L'orange de Noël

L’orange de Noël

"Depuis la nuit des temps, les hommes sont sensibles au solstice d’hiver. Le paradoxe veut qu’au moment où l’on entre dans la morte-saison on salue l’espoir de jours meilleurs. Le Noël chrétien s’est greffé sur les saturnales païennes, donnant sa dimension religieuse au retour à la lumière. Les cadeaux échangés dans la circonstance sont autant de mains tendues et de signes d’affection. Pendant des lustres, avant l’ère du consumérisme exacerbé, des gestes simples manifestaient ces élans du cœur. Les jeunes générations, submergées de présents de toute sorte fabriqués à grande échelle aux quatre coins du monde, ont certainement beaucoup de difficultés à imaginer ce qu’il pouvait en être pour leurs grands-parents ou arrière-grands-parents.

Dans les années trente — du siècle dernier bien sûr —, les paysans profitaient du repos de la nature pour se livrer à des occupations d’entretien des matériels. On réparait les cuirs des attelages, on renouvelait les manches des pelles et des pioches. Les mères tricotaient au coin du feu les vêtements de la famille avec la laine cardée et filée par les grands-mères. Beaucoup tressaient les paniers d’osier dans lesquels on récoltera les pommes de terre. D’autres façonnaient les sabots… La maison, calfeutrée pour se protéger du « vent d’Pusy » comme on appelait la bise, s’encoconnait dans une chaude intimité où se resserraient les liens familiaux après l’âpreté du labeur de l’été. Le soir, on se regroupait dans « le poêle », la salle à manger surchauffée qui ne servait guère, en continu, qu’à cette période de l’année. On y savourait les marrons grillés, les noix, les noisettes et les pommes rintries conservées jusque là sur une claie au grenier.

######

(Problèmes):
A - D’après l’extrait sur l’orange de Noël, comment appelait-on la bise ?
B - Prolongez, s’il vous plaît, l’extrait sur l’orange de Noël à partir de sa dernière phrase.
Les enregistrements n’ont aucun lien avec l’extrait sur l’orange de Noël.

(Données fournies):
######

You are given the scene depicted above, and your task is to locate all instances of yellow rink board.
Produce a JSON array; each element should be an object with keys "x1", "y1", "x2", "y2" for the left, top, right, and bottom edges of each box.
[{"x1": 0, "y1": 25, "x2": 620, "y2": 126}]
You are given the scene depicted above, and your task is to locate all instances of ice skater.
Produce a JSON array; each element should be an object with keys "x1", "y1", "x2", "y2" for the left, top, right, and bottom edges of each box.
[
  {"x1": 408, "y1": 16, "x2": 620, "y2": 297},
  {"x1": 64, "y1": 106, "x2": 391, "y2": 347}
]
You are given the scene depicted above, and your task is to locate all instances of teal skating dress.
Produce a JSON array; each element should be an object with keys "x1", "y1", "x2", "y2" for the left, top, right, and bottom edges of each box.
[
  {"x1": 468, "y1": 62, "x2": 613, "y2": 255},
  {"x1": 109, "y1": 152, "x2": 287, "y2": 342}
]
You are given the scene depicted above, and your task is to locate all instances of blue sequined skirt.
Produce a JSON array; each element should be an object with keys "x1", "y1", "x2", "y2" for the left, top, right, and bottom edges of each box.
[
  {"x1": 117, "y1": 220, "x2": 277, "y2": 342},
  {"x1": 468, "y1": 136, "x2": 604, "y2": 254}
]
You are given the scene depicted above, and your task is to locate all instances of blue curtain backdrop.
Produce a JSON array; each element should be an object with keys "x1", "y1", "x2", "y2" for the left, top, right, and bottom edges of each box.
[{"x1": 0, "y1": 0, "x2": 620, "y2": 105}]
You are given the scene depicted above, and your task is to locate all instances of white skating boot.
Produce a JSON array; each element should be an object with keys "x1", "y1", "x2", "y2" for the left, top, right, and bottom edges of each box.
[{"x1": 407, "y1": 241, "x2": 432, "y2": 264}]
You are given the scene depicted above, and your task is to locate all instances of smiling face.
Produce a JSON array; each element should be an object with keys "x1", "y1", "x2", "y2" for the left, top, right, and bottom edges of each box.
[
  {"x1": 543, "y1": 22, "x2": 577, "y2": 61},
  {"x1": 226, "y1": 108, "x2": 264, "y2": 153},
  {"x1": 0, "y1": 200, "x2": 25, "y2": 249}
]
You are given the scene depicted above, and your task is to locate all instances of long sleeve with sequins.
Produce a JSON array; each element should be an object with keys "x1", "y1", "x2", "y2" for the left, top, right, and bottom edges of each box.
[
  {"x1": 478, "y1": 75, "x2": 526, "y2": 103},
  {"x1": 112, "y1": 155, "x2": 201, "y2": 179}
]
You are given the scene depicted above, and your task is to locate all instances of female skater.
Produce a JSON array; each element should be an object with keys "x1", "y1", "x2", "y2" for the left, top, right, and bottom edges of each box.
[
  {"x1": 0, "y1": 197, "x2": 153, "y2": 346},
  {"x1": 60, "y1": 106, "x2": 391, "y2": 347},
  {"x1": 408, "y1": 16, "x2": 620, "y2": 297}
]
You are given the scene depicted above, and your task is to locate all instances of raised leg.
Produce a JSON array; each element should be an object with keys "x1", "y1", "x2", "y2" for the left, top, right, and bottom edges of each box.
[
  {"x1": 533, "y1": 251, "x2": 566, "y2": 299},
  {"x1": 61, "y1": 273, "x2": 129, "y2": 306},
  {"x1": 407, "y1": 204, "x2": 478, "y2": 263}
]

######

(Réponses attendues):
A - On l’appelait le « vent d’Pusy ».

B -
Noël focalisait ce moment de douceur. Les enfants, en vacances, vivaient intensément ce temps particulier avec des parents détendus et plus accessibles que pendant le reste de l’année. Les petits, et parfois aussi les plus grands, s’ébaudissaient devant la Sainte Famille, l’âne et le bœuf qui réchauffaient le petit-Jésus de la crèche que l’abbé Laviron et des bonnes âmes installaient tous les ans dans l’église du village. D’autant que c’était le petit-Jésus et non pas le père Noël qui apportait les cadeaux.

Après la messe de minuit, on couchait les enfants. Par un mystère lourd d’ambiguïté, des jouets, pourtant amenés par le petit-Jésus et son âne, devaient être déposés dans les sabots soigneusement rangés sous la cheminée. La stratégie employée pour arriver à cette fin ne manquait pas de troubler le sommeil des petits naïfs que nous étions.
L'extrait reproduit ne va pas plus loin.